What to produce: Omit the pictures and return every entry exactly as written.

Pointing dataset excerpts:
#####

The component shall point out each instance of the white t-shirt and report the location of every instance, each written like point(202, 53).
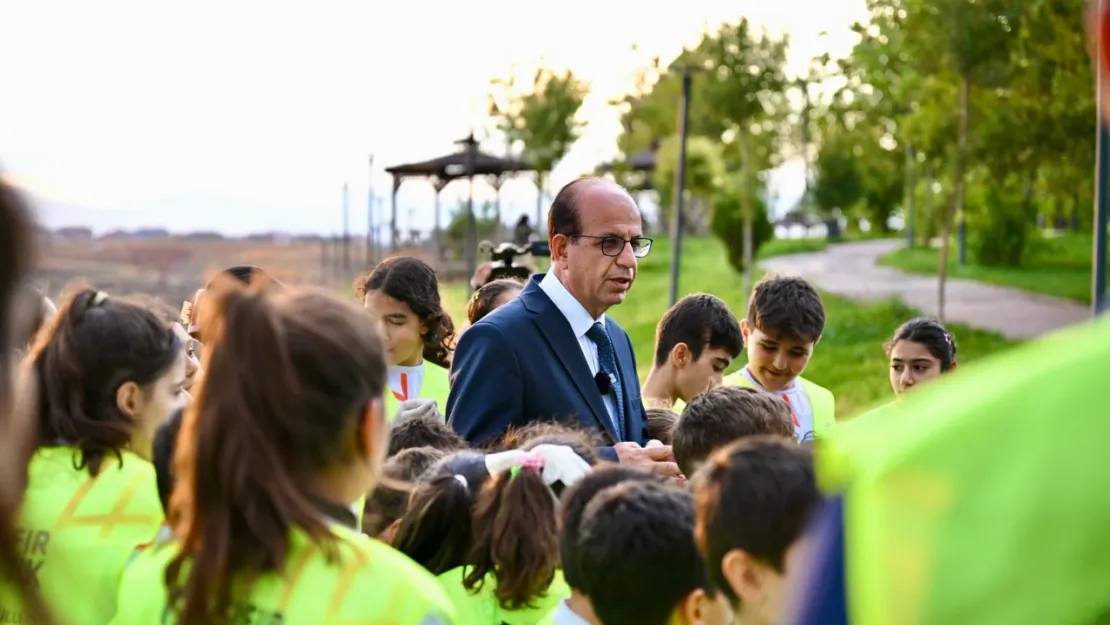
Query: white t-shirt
point(405, 382)
point(795, 396)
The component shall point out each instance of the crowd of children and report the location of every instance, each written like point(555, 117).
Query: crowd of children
point(270, 483)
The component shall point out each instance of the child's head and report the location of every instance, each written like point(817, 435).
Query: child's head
point(786, 319)
point(423, 432)
point(584, 442)
point(292, 400)
point(920, 350)
point(639, 563)
point(109, 373)
point(435, 530)
point(492, 296)
point(402, 293)
point(573, 505)
point(390, 500)
point(753, 501)
point(165, 443)
point(724, 414)
point(661, 424)
point(698, 336)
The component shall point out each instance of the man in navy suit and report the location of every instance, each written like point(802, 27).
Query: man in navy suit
point(552, 354)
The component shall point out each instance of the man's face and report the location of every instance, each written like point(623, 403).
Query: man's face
point(594, 274)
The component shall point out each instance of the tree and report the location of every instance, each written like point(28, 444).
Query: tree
point(705, 174)
point(544, 121)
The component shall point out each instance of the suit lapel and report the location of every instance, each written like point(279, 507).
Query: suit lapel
point(557, 332)
point(628, 377)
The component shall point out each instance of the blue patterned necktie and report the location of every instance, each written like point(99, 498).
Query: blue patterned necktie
point(607, 364)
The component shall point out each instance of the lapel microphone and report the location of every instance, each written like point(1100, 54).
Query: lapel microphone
point(604, 383)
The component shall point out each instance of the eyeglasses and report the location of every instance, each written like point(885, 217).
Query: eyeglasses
point(613, 245)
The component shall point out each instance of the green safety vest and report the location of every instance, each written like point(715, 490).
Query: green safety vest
point(435, 385)
point(820, 401)
point(76, 533)
point(483, 608)
point(982, 497)
point(369, 584)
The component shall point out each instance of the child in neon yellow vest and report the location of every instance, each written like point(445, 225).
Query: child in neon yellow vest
point(285, 436)
point(402, 294)
point(108, 372)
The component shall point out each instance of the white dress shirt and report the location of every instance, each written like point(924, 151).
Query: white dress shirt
point(581, 322)
point(564, 615)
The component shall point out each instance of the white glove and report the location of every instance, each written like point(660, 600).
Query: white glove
point(561, 464)
point(417, 409)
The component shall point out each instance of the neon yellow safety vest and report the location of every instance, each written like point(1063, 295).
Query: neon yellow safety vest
point(76, 532)
point(369, 584)
point(820, 401)
point(982, 496)
point(435, 385)
point(483, 608)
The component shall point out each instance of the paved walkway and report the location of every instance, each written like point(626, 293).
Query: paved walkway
point(850, 270)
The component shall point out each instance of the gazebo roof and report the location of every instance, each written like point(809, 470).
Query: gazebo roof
point(454, 165)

#####

Output for this task:
The component shall point out each instance of the white t-shirt and report the location of every instance, each written like point(202, 53).
Query: white t-shirt
point(405, 382)
point(795, 396)
The component shall point out each instance of the crowd of children and report the location of every instance, each written like point(555, 117).
Query: crowd of children
point(270, 483)
The component shall point out each instance of the child's head and report the location of every instance, each written like point(817, 435).
Query: child's head
point(786, 319)
point(423, 432)
point(584, 442)
point(292, 400)
point(920, 350)
point(639, 563)
point(109, 373)
point(435, 530)
point(492, 296)
point(402, 293)
point(573, 505)
point(390, 500)
point(753, 501)
point(165, 443)
point(724, 414)
point(661, 424)
point(698, 336)
The component shall point out each instance of the man in navy suit and report the location of every instance, each written like point(802, 27).
Query: man in navy suit
point(552, 354)
The component shall point out each instance of the man's face and report the location of every instance, each written like point(623, 403).
Query: man's face
point(594, 274)
The component shall point out each instance of the tree and report the location of every instance, each written like point(28, 444).
Query: tree
point(705, 174)
point(544, 121)
The component shall point out each instance of the suit lapel and report the location of every instance, each written like point(279, 507).
Query: suit lapel
point(557, 332)
point(628, 377)
The component shall point out each instance of the blue patterned necktie and report the location of every instance, each written like point(99, 498).
Query: blue patterned necktie
point(607, 364)
The component shall point out each instance of the lapel microphone and report the location of every instance, each written like point(1100, 54).
Query: lapel microphone
point(604, 383)
The component shall point out each instance of the eyeglasses and report the location of every instance, each written like point(885, 217).
Query: eyeglasses
point(613, 245)
The component shall point out each instance of the green safety vest and report the location of every instance, each written like point(715, 490).
Query: green safety vest
point(435, 385)
point(820, 401)
point(76, 533)
point(483, 608)
point(982, 497)
point(369, 584)
The component shall point out each instance of the child in neon yellow vest and report the location of every instance, each written like point(445, 225).
Query: child in neon yellow vest
point(285, 436)
point(402, 294)
point(108, 372)
The component shall point out each instance of the white dress shirt and report the location of every instance, each written like point(924, 151).
Query: white dress shirt
point(581, 322)
point(564, 615)
The component shall point out each instance of the white glove and report the location of every instance, each written like point(660, 600).
Query: white glove
point(561, 464)
point(417, 409)
The component shall point out each instance of the neon yellow safety vest and report the location of every instance, each written like point(1063, 295).
Query: neon yellow safety vest
point(76, 532)
point(369, 584)
point(820, 401)
point(982, 496)
point(435, 385)
point(483, 608)
The component shall point out each instance of the paved walkway and report the location of every instance, each written like point(626, 293).
Query: paved walkway
point(850, 270)
The component shall point out each instance of the gazebo roof and report the location of every instance, each written like point(809, 470).
Query: gazebo roof
point(454, 165)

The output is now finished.